* [EXERCISE DIRECTIONS]: Which lines of the records below contain the string "separate"? Report each of them.
[Start of section]
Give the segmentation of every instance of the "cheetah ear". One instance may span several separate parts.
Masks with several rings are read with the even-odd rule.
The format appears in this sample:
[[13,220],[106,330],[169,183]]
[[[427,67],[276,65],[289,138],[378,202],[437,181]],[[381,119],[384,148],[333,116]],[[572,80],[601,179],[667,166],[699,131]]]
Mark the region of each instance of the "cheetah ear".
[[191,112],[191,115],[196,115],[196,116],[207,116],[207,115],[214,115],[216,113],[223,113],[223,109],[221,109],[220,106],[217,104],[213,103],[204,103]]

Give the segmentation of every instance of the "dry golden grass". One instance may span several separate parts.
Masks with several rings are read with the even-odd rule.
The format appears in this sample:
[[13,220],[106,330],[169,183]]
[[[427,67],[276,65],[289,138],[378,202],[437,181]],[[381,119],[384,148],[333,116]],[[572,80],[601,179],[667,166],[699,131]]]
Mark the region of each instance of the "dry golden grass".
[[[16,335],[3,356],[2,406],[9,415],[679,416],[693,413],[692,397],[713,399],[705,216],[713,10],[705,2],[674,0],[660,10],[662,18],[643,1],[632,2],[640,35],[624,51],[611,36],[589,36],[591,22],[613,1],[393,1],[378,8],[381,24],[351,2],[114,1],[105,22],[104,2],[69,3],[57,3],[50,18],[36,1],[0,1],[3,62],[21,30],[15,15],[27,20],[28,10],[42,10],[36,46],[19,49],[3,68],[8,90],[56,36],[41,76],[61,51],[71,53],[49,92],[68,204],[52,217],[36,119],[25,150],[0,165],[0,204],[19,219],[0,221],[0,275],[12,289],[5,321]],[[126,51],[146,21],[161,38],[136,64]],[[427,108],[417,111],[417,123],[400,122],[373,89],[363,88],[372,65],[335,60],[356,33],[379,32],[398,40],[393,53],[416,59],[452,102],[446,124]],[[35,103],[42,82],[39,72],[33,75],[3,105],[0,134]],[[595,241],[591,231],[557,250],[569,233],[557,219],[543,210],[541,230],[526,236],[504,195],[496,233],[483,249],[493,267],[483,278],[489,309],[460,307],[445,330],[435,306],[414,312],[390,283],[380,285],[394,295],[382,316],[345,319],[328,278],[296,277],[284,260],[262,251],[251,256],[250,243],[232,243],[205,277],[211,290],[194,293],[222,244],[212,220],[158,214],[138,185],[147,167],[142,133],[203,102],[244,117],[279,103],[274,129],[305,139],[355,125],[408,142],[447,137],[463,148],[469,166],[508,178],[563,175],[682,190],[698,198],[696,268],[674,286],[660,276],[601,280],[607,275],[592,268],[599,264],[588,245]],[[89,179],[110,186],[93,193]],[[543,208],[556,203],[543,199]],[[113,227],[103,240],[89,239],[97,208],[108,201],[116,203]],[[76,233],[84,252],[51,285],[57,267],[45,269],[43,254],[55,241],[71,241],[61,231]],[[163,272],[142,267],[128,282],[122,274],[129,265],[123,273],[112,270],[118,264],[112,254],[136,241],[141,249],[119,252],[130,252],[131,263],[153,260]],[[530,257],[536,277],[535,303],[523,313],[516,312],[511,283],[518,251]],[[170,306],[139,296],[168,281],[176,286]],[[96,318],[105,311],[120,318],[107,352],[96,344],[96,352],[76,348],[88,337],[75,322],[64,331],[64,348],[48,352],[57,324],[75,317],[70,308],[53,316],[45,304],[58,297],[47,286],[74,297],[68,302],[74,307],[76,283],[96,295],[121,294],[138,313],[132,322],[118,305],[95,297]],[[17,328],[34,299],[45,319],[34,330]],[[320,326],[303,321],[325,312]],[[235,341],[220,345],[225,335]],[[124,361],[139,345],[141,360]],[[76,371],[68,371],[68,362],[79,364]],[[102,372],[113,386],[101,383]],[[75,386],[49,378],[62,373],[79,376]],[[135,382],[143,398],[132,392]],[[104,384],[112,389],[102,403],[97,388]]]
[End of section]
* [WRITTEN RESPONSE]:
Give the segmentation of every instance of the "cheetah ear". One instance may span several separate parts.
Give the segmentation of every instance of the "dry golden grass". One instance may span several separate parts.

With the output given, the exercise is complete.